▶ [Goal]:
Take the data below and repeat it exactly.

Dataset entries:
== == ==

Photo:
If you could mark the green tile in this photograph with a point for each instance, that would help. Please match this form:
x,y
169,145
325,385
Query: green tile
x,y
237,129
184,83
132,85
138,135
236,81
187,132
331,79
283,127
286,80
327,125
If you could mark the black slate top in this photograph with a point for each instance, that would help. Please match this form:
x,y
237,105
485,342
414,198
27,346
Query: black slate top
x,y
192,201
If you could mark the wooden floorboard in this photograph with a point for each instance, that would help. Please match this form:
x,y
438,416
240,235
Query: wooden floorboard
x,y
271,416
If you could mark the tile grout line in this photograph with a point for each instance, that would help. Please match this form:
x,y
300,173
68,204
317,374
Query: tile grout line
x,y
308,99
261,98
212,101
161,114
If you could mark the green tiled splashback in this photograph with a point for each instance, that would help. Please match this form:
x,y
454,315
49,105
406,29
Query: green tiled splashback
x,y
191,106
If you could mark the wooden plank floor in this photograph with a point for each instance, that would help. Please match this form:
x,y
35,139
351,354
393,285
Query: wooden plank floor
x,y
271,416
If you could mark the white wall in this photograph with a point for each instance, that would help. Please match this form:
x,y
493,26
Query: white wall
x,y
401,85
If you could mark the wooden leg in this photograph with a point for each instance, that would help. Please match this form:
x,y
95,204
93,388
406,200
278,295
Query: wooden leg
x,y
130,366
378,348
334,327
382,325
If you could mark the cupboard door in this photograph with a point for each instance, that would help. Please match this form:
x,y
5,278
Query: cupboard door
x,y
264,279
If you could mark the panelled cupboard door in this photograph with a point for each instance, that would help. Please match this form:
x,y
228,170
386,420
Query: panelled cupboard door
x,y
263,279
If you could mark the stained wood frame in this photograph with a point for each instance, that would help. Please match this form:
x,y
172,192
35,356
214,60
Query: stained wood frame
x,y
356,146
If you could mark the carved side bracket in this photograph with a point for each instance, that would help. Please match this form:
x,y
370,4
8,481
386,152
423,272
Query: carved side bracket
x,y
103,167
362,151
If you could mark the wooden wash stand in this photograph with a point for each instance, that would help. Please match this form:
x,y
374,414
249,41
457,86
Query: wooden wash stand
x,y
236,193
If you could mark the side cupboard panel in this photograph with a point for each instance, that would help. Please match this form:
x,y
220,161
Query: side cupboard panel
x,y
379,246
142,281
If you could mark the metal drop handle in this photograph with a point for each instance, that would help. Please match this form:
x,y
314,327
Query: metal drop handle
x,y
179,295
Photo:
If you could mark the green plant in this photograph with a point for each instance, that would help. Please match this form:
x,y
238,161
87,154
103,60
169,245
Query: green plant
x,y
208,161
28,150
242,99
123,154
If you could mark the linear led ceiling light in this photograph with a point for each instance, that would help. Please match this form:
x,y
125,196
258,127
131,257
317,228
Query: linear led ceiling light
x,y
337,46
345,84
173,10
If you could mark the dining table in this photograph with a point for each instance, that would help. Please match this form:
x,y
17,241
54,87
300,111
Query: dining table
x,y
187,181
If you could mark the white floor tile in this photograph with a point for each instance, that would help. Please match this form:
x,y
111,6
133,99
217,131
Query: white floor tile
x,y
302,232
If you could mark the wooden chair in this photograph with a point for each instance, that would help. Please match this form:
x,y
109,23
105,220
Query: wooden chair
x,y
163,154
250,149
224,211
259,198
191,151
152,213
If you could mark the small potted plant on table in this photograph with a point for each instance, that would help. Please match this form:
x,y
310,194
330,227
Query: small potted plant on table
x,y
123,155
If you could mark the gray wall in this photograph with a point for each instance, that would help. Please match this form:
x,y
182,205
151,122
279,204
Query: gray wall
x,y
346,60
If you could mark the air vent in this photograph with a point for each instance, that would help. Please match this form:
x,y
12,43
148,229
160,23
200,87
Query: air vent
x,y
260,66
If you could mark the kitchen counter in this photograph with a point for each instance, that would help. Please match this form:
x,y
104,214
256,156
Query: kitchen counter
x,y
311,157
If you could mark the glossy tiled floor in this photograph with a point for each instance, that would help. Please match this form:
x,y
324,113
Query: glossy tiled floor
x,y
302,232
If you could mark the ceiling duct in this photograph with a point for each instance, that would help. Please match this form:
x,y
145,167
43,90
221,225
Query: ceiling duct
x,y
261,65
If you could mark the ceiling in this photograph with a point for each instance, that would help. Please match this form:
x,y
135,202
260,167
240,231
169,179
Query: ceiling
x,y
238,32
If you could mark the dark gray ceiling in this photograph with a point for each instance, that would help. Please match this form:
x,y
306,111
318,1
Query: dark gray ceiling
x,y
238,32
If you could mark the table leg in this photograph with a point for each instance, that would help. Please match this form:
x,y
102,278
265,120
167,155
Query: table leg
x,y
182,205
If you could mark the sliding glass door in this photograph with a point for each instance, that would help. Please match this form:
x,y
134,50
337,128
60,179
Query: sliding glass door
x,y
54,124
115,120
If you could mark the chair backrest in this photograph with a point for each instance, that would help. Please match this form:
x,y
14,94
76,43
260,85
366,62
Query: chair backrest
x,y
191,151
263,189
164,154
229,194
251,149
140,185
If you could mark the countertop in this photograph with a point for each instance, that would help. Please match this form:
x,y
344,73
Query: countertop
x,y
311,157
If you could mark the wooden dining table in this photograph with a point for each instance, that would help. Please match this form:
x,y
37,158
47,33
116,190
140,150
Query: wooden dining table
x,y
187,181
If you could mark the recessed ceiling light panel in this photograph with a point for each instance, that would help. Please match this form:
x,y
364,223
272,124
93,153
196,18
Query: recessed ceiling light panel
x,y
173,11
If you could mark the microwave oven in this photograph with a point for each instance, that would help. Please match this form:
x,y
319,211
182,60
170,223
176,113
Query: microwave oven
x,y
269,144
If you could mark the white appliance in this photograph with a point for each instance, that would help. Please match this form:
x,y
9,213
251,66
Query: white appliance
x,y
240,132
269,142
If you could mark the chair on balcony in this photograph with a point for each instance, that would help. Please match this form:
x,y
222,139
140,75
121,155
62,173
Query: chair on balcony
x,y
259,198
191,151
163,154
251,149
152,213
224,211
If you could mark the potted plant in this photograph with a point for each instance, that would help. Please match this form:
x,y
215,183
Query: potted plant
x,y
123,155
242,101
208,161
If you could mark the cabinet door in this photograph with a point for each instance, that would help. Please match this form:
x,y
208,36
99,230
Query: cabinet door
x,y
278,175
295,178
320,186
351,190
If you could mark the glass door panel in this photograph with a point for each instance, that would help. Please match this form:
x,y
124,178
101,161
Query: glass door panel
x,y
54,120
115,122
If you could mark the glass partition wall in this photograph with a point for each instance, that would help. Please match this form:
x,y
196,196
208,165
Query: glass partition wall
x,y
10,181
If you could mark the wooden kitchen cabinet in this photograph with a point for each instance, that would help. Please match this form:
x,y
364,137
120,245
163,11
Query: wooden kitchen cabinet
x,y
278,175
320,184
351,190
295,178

== == ==

▶ [Output of the task]:
Photo:
If you could mark the green tile in this photograph with a point for each instance, that would help. Please match this form:
x,y
169,145
325,385
Query: green tile
x,y
237,129
184,83
132,85
138,135
236,81
187,132
331,79
283,127
286,80
327,125
If you could mark the black slate top in this photograph with a point for each instance, that would help. Please match this form:
x,y
237,105
485,342
414,198
27,346
Query: black slate top
x,y
192,201
If you could mark the wooden floorboard in this photograph with a point for each instance, that would help. Please match this form:
x,y
438,416
240,235
Query: wooden floorboard
x,y
271,416
If you could mark the tile grout line in this photograph with a point for each instance, that would help. Please match this form:
x,y
300,173
68,204
317,374
Query: tile grout line
x,y
308,99
261,98
212,101
161,114
If you could mark the green tiled splashback in this photograph with a point for each instance, that would help. Please match this form:
x,y
454,315
49,105
406,29
Query: green tiled splashback
x,y
191,106
If you could mark the wooden plank floor in this photograph with a point for each instance, that would help. Please match this form:
x,y
35,139
351,354
393,285
Query: wooden plank floor
x,y
271,416
If you could mark the white wall in this photograph with a point for each instance, that would help. Please match this form:
x,y
493,26
Query: white wall
x,y
401,85
If you could mark the wooden leg in this photograph with a point for each instance, that would help. Please match this form:
x,y
95,204
93,388
406,200
278,295
Query: wooden leg
x,y
130,366
378,348
334,327
382,325
If you could mark the cupboard door in this photograph with a point for each instance, that would help. Please match this form:
x,y
5,278
Query: cupboard door
x,y
264,279
If you could mark the panelled cupboard door in this photograph with a point for each instance, that would help. Please match this form:
x,y
228,170
386,420
Query: panelled cupboard door
x,y
263,279
If you could mark the stained wood frame in this photograph with a point for each instance, that would help. Please match this form:
x,y
172,192
35,356
214,60
Query: stained wood frame
x,y
356,146
If you could mark the carved side bracket in this photograph with a point for each instance, that would help. Please match this form:
x,y
370,4
8,481
386,152
423,272
Query: carved side bracket
x,y
103,167
362,151
If you could mark the wooden wash stand in this photograph with a point for each instance, that would help. Please match this form:
x,y
374,414
249,41
457,86
Query: wooden wash stand
x,y
236,193
If you could mark the side cupboard panel in this photograph with a point for each instance, that would help. Please match this form:
x,y
220,161
Query: side cupboard panel
x,y
379,246
142,281
If you could mark the metal drop handle in this photograph with a point for each instance, that would help. Please match this form:
x,y
314,327
Query: metal drop handle
x,y
179,295
Photo:
If you could mark the green plant in this photograph with a point for each instance, that would help. Please match this form:
x,y
238,161
87,154
103,60
169,245
Query: green plant
x,y
208,161
28,150
242,99
123,154
If you could mark the linear led ceiling light in this photograph with a point for each instance, that would help. Please match this form:
x,y
125,196
258,127
131,257
317,228
Query: linear led ceiling light
x,y
337,46
345,84
173,10
If you could mark the dining table in this photograph with a point for each instance, that would help. Please match this form:
x,y
17,241
54,87
300,111
Query: dining table
x,y
187,181
If you could mark the white floor tile in this photograph with a point for each instance, that would help. Please match this form:
x,y
111,6
133,99
217,131
Query: white floor tile
x,y
302,232
If you could mark the wooden chair in this photograph with a point for each instance, that would help. Please match this form:
x,y
109,23
105,220
Query: wooden chair
x,y
163,154
250,149
224,211
259,198
191,151
152,213
If you could mark the small potted plant on table in this photograph with a point for each instance, that would help. Please match this form:
x,y
310,194
330,227
Query: small potted plant on table
x,y
123,155
If you could mark the gray wall in this photograph with a point for each instance, that would help. Please match this form:
x,y
182,205
151,122
279,204
Query: gray wall
x,y
346,60
If you could mark the air vent in this photograph with a point for each instance, that would help. Please match this form:
x,y
12,43
148,229
160,23
200,87
Query: air vent
x,y
260,66
If you could mark the kitchen counter in this photograph with a point for each instance, that would help. Please match this form:
x,y
104,214
256,156
Query: kitchen counter
x,y
311,157
If you could mark the glossy tiled floor in this photograph with a point for each instance, that would help. Please match this form:
x,y
324,113
Query: glossy tiled floor
x,y
302,232
If you could mark the ceiling duct in this photograph with a point for each instance, that would help. Please match this form:
x,y
145,167
43,90
221,225
Query: ceiling duct
x,y
261,65
If you could mark the ceiling in this photograph with a point for each instance, that would help. Please match this form:
x,y
135,202
260,167
240,231
169,179
Query: ceiling
x,y
238,32
If you could mark the dark gray ceiling in this photograph with a point for each instance, that would help. Please match this form:
x,y
306,111
318,1
Query: dark gray ceiling
x,y
238,32
If you could mark the table leg in this photograph with a point for each instance, that would help. Please match this form:
x,y
102,278
265,120
167,155
Query: table leg
x,y
182,205
If you could mark the sliding glass door in this photograph with a point for each instance, that would help. Please match this form:
x,y
134,50
337,128
60,179
Query: sliding glass door
x,y
54,124
115,120
If you could mark the chair backrest in this photograph with a point for each instance, that would help. Please match this form:
x,y
14,94
76,43
260,85
366,62
Query: chair backrest
x,y
191,151
263,189
164,154
229,194
251,149
140,185
If you could mark the countertop in this photograph with a point for each instance, that would help. Please match this form:
x,y
344,73
Query: countertop
x,y
311,157
If you could mark the wooden dining table in this photograph with a point for each instance, that would help. Please match this form:
x,y
37,158
47,33
116,190
140,150
Query: wooden dining table
x,y
187,181
If you could mark the recessed ceiling light panel in this photograph with a point for each instance, that would help. Please match this form:
x,y
364,223
272,124
93,153
196,18
Query: recessed ceiling light panel
x,y
173,11
If you could mark the microwave oven in this photograph with a point for each instance, that would help. Please match this form:
x,y
319,211
182,60
170,223
176,113
Query: microwave oven
x,y
269,144
If you could mark the white appliance in this photograph with a point for each instance, that would help. Please match this form:
x,y
9,213
251,66
Query: white appliance
x,y
240,132
269,142
If you could mark the chair on balcony in this photograph with a point for each instance, that would help. Please match this form:
x,y
222,139
140,75
121,155
62,173
Query: chair on balcony
x,y
259,198
191,151
163,154
251,149
152,213
224,211
If you could mark the potted plant in this photograph with a point for each instance, that would help. Please match this form:
x,y
215,183
Query: potted plant
x,y
123,155
242,101
208,161
If you could mark the cabinet door in this photograph with a point for each instance, that would help. Please match this form:
x,y
208,36
99,230
Query: cabinet door
x,y
278,175
295,178
320,186
351,190
If you could mark the glass door panel in this photograph with a point for each instance, that would help. Please match this form:
x,y
124,178
101,161
Query: glass door panel
x,y
54,120
115,122
If you could mark the glass partition wall in this photograph with a point for each instance, that would help. Please match this form:
x,y
196,196
208,165
Query: glass partition wall
x,y
10,181
If you could mark the wooden kitchen cabinet in this photograph with a point for each instance, that would help. Please match this form:
x,y
364,137
120,245
163,11
Query: wooden kitchen cabinet
x,y
278,175
320,184
351,190
295,178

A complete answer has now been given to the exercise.